(WORK INSTRUCTION):
Omit any picture, and return the remaining data exactly as written.

### PROVIDED INFORMATION ###

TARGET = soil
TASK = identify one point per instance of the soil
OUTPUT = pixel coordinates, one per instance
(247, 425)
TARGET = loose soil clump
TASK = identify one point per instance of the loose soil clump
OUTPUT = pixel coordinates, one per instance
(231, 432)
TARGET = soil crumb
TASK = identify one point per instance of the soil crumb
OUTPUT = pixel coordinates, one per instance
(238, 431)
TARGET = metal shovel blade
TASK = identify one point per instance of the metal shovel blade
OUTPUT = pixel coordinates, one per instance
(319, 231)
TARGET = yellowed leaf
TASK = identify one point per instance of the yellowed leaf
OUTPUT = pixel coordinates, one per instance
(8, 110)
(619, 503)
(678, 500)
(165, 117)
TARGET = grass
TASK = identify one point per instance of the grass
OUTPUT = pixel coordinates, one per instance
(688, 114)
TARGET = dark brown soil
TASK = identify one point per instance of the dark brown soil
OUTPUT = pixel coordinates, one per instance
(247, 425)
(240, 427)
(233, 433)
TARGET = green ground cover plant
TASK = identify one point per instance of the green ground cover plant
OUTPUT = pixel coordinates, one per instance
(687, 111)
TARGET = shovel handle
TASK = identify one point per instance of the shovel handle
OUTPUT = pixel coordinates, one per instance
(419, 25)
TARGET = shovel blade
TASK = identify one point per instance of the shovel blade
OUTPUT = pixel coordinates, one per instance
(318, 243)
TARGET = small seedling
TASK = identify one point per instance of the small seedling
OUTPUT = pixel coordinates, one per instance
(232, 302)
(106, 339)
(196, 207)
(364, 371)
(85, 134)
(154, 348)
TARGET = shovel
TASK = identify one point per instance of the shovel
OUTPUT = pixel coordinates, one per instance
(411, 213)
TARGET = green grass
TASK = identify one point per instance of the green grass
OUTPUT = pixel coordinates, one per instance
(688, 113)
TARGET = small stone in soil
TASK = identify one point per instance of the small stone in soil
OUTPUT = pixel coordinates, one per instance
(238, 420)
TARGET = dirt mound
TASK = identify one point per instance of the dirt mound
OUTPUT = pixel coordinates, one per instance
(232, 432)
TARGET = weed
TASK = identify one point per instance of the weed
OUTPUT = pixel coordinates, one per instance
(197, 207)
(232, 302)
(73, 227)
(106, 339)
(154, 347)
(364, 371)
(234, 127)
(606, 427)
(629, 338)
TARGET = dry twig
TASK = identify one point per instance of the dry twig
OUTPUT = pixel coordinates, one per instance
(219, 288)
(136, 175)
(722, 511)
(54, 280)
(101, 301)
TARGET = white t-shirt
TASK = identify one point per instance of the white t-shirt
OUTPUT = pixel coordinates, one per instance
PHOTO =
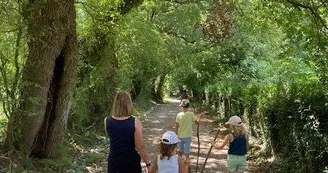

###

(WRITTEN SOLUTION):
TARGET = soil
TASK = identify one point per instance of the soil
OUTPUT = pixel coordinates, one per instance
(247, 425)
TARGET = loose soil clump
TASK = identify one point per instance of the loose soil clump
OUTPUT = pixel coordinates, one per instance
(231, 432)
TARGET = soil crumb
TASK = identify one point per instance of the soil crumb
OUTPUT = pixel coordinates, one per instance
(238, 431)
TARGET = metal shovel blade
TASK = identify one point per instance of the metal shovel blade
OUTPUT = pixel coordinates, one per instance
(319, 231)
TARGET = yellowed leaf
TASK = identify one point per instance of the yellowed leaf
OUTPUT = pixel coordinates, one per instance
(8, 110)
(619, 503)
(678, 500)
(165, 117)
TARGET = grass
TASK = identify one point per instance of the grass
OUTPUT = pixel coordinates, one per instance
(688, 114)
TARGET = dark brown soil
TASK = identify one point per instance of the dark brown soil
OUTPUT = pixel coordinates, one per instance
(247, 425)
(240, 427)
(233, 433)
TARGET = green ground cover plant
TASK = identify one point per instance of the green ground cover plant
OUTPUT = pixel coordinates, one per instance
(687, 111)
TARGET = shovel handle
TASK = identify one point per instance of the shovel handle
OUTPUT = pixel coordinates, one per instance
(419, 25)
TARGET = shovel blade
TASK = identify one point per instance of the shovel blade
OUTPUT = pixel coordinates, one per instance
(318, 243)
TARGET = small seedling
TASK = identify one point per instance of the small seedling
OUTPUT = pixel coordinates, one per instance
(232, 302)
(106, 339)
(196, 207)
(364, 371)
(85, 134)
(154, 348)
TARGET = shovel
TASK = identify one point per instance of the shovel
OUTPUT = pixel coordinates, one per instance
(411, 213)
TARGET = green grass
TASK = identify one point per instance of the green grass
OUTPUT = pixel coordinates, one per instance
(688, 113)
TARGET = small stone in soil
TASK = identify one point per instance of the small stone in soil
OUTPUT = pixel coordinates, one per instance
(238, 420)
TARGET = dirt mound
TASK = identify one point per instance of the dirt mound
OUTPUT = pixel coordinates, one per instance
(232, 432)
TARGET = weed
TASK = identify one point per instance of the weed
OUTPUT = pixel coordinates, one per instance
(197, 207)
(232, 302)
(73, 227)
(106, 339)
(154, 347)
(364, 371)
(234, 127)
(606, 427)
(629, 338)
TARGET = dry twig
TASK = identify one point per instance of the dry twig
OUTPUT = pixel coordinates, one per instance
(219, 288)
(136, 175)
(722, 511)
(54, 280)
(101, 301)
TARGET = white t-shirt
TASK = identify one point per instance of the white t-shirt
OUTPUT = pixel coordinates, one per instance
PHOTO =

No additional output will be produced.